#### Work item
Every entry below should be returned exactly as it appears, with pictures left out.
:: Entries shown
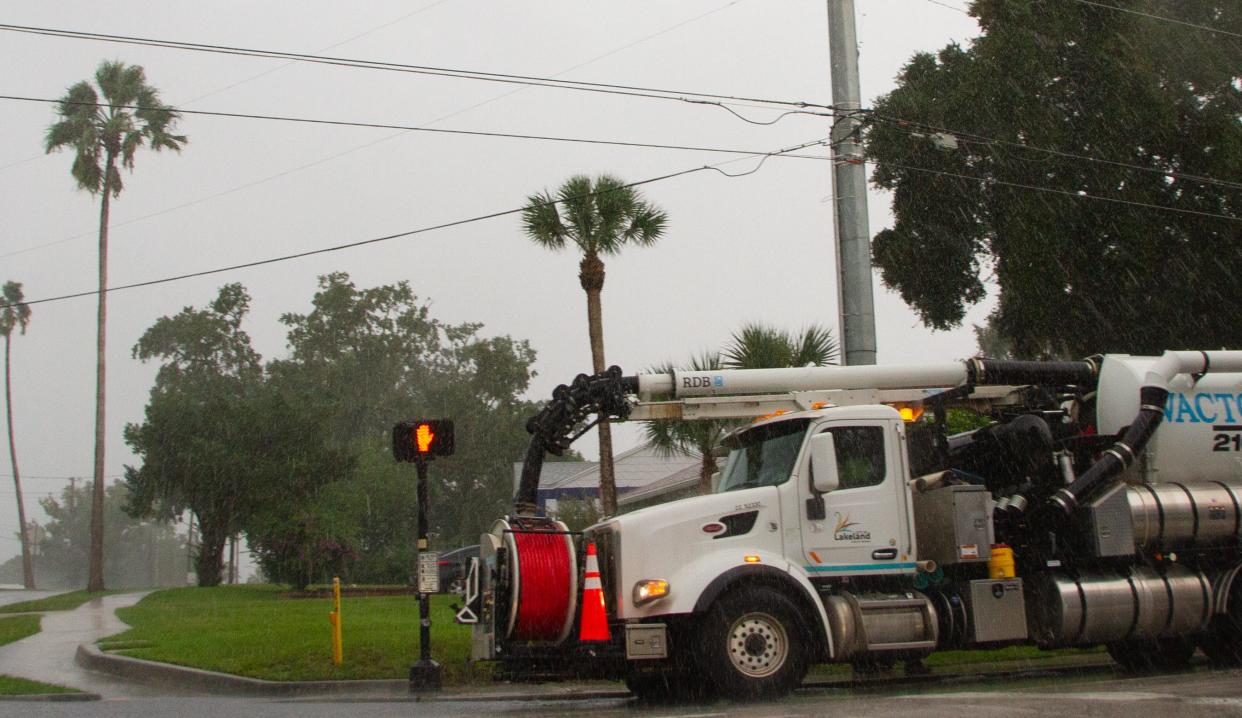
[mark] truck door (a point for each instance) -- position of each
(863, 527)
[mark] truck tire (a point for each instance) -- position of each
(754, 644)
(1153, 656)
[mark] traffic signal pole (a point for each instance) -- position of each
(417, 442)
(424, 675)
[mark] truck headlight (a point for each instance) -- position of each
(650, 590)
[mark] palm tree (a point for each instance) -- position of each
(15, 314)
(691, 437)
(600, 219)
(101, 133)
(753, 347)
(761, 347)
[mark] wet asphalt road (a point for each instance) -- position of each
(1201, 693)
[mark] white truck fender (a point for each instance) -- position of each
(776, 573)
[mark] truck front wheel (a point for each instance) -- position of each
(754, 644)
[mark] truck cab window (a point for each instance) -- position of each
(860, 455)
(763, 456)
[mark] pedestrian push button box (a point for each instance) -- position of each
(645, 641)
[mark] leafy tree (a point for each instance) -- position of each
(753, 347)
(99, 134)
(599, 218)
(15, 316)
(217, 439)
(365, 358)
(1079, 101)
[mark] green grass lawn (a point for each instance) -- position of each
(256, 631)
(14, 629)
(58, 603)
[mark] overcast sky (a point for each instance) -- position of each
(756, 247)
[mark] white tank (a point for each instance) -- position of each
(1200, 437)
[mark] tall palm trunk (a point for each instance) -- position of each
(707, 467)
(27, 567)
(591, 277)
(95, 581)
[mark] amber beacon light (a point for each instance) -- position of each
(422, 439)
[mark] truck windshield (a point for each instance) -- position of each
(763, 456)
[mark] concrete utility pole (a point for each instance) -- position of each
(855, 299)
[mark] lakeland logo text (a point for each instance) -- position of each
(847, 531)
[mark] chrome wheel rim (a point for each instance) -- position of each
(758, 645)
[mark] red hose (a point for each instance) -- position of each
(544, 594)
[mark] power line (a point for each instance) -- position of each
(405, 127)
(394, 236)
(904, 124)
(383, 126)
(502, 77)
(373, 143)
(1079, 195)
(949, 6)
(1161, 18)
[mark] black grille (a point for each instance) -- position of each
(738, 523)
::::
#### Answer below
[mark] truck door (a point for each instance) -- position of each
(863, 527)
[mark] truck tire (a point for each instance) -- position of each
(754, 644)
(1153, 656)
[mark] traffic signal pole (a point for each instance) -- position of each
(417, 442)
(424, 675)
[mark] truck headlight (a point for each instance) -- position of each
(650, 590)
[mark] palm tree (a point for each instance) -- position of each
(15, 314)
(691, 437)
(600, 219)
(101, 133)
(753, 347)
(761, 347)
[mark] wet asphalt road (a point for each instance) -- position of each
(1201, 693)
[mark] white truck fender (a point for each instance) -- position of each
(776, 573)
[mark] truck front wheel (a point for each instance) -- position of each
(754, 644)
[mark] truck cab window (a point for each instance) -- position of each
(860, 455)
(763, 456)
[mark] pedestrian push button box (a point for each instance) -- position of each
(645, 641)
[mark] leafy tree (a point for each instance) -- position of each
(753, 347)
(99, 134)
(599, 218)
(15, 316)
(217, 439)
(365, 358)
(1079, 101)
[mark] green grass lawn (a point for each instance) -- position of each
(256, 631)
(14, 629)
(58, 603)
[mark] overcast sky (a point for each instance) -- position of each
(756, 247)
[mark] white tank (a point for each instance) -- position of each
(1200, 437)
[mark] tall palm trunk (a point for each instance) -- position of each
(707, 467)
(27, 567)
(591, 277)
(95, 581)
[mark] amber beacon light (a point for each instance) -- position of each
(422, 439)
[mark] truck windshield (a point for each instance) -- position of each
(763, 456)
[mark] concrete utility pole (a point for each instance) -- position of each
(855, 299)
[mark] lakeland logo text (a point for each instance) -- position of each
(847, 531)
[mark] chrome wheel rim (a point for each instance) -- position of each
(758, 645)
[mark] red hose (a point for each instance) -- position of each
(544, 594)
[mark] power line (a point for each instance) -- position of each
(405, 127)
(394, 236)
(904, 124)
(383, 126)
(502, 77)
(373, 143)
(1079, 195)
(949, 6)
(1161, 18)
[mark] black grille (a point for each instance) -- position of each
(738, 523)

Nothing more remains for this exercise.